A block of data

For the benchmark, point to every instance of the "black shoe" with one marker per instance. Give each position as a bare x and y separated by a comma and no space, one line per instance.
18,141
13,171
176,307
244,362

Given request: Rewrite all the lines above, requests included, scaling every coordinate in the answers by 1.5. Round each result to a whole number, with halves rounded up.

Solution for this exercise:
For the benchmark, point to every instance of the "black shoe" with one marker per instance. Give each position as a bare x and y separated by a comma and no space, one line per instance.
27,212
20,257
264,461
366,543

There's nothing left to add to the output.